--- List of tasks ---
1) Retype the passage about Shakespeare's sonnets between "I first fell" and "highlight of my day.", inclusive.
2) Edit the rows between the lines holding "task: provide the segmentation of the gray" and "[[[228,103],[256,105],[256,66],[244,65],[226,80]]]", inclusive, by replacing "shingle" with "slate", leaving everything else unchanged. Return only those lines.

--- Excerpted text ---
----

My name is Sebastian Michael and this episode is the Introduction, so today I will not actually be reciting, revealing or reliving any sonnet, but I will briefly introduce myself, so you get an idea of whom you’re listening to, and I will also tell you a bit about the approach I am taking to these glorious poems, and why they mean quite as much to me as they do. And in doing so I hope to of course also put forward a bit my credentials for actually doing this podcast.

I first fell in love with the Sonnets in the summer of 2013. Of course, like everybody else, I had heard several of them before, some of the more famous ones I felt I knew almost by heart, but it was when a friend of mine on Facebook decided to post one sonnet a day in the run-up to Christmas for 154 that the spark really lit and set my heart on fire for the Sonnets, because this almost immediately became the highlight of my day.

I would get up every morning, looking forward to the new instalment, which this friend of mine had generously furnished with some notes he’d found online, and to me it became really obvious really soon that these Sonnets are Shakespeare’s most personal, most intimate, most immediately revealing work, that far from being “sugar’d” – as very famously one of Shakespeare’s contemporaries called them – or simply sweetly romantic, they cover a vast range of his private and professional ups and downs; they express his rage, his frustration, his jealousy, his loneliness, his despair at the passing of time, often a deep confusion, all of these quite as much as love and admiration and the wonder at sheer beauty, which we know them so well for. And I also felt I could detect in them an at least plausible, chartable story.

----

(Records from a dataset)
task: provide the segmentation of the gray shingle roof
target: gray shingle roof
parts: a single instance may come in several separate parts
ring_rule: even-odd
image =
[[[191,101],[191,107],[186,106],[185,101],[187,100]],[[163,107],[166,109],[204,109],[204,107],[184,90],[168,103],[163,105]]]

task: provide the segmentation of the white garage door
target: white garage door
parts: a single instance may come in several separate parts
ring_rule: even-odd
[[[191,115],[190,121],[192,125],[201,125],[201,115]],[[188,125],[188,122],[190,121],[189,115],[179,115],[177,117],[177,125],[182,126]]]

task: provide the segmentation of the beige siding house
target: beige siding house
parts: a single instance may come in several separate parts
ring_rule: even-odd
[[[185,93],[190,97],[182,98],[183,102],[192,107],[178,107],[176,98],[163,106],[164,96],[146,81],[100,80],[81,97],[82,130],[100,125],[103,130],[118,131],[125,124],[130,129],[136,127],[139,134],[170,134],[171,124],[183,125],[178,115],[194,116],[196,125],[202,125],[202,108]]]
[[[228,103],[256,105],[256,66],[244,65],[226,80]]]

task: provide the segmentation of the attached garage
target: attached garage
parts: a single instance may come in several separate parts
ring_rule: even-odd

----

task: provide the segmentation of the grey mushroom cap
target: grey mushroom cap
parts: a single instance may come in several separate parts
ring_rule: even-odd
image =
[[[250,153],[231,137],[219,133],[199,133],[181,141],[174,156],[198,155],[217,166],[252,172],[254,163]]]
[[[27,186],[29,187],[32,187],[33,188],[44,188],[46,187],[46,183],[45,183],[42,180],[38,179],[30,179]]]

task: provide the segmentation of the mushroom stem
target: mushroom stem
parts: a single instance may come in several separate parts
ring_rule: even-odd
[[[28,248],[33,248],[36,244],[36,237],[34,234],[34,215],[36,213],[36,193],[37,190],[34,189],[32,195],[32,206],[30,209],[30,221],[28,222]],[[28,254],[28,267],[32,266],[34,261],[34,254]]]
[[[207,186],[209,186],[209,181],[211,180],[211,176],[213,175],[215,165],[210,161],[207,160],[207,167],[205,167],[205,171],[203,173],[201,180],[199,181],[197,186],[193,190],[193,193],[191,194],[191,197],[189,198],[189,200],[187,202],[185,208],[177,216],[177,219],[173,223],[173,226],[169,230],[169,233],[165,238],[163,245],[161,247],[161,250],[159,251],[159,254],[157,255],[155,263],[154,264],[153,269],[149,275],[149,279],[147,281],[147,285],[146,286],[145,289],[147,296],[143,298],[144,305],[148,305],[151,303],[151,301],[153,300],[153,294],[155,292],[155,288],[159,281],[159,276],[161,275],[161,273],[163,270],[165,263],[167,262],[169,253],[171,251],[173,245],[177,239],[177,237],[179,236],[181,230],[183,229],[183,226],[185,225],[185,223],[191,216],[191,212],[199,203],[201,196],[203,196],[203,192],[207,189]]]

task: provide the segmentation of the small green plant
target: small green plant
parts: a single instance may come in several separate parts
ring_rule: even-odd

----

--- Outputs for the tasks ---
1)
I first fell in love with the Sonnets in the summer of 2013. Of course, like everybody else, I had heard several of them before, some of the more famous ones I felt I knew almost by heart, but it was when a friend of mine on Facebook decided to post one sonnet a day in the run-up to Christmas for 154 that the spark really lit and set my heart on fire for the Sonnets, because this almost immediately became the highlight of my day.

2)
task: provide the segmentation of the gray slate roof
target: gray slate roof
parts: a single instance may come in several separate parts
ring_rule: even-odd
image =
[[[191,101],[191,107],[186,106],[185,101],[187,100]],[[163,107],[166,109],[204,109],[204,107],[184,90],[168,103],[163,105]]]

task: provide the segmentation of the white garage door
target: white garage door
parts: a single instance may come in several separate parts
ring_rule: even-odd
[[[191,115],[190,121],[192,125],[201,125],[201,115]],[[188,125],[188,122],[190,121],[189,115],[179,115],[177,117],[177,125],[182,126]]]

task: provide the segmentation of the beige siding house
target: beige siding house
parts: a single instance may come in several separate parts
ring_rule: even-odd
[[[185,93],[190,97],[182,98],[183,102],[192,107],[178,107],[176,98],[163,106],[164,96],[146,81],[100,80],[81,97],[82,130],[100,125],[103,130],[118,131],[125,124],[130,129],[136,127],[139,134],[170,134],[171,124],[183,125],[178,115],[194,116],[196,125],[202,125],[202,108]]]
[[[228,103],[256,105],[256,66],[244,65],[226,80]]]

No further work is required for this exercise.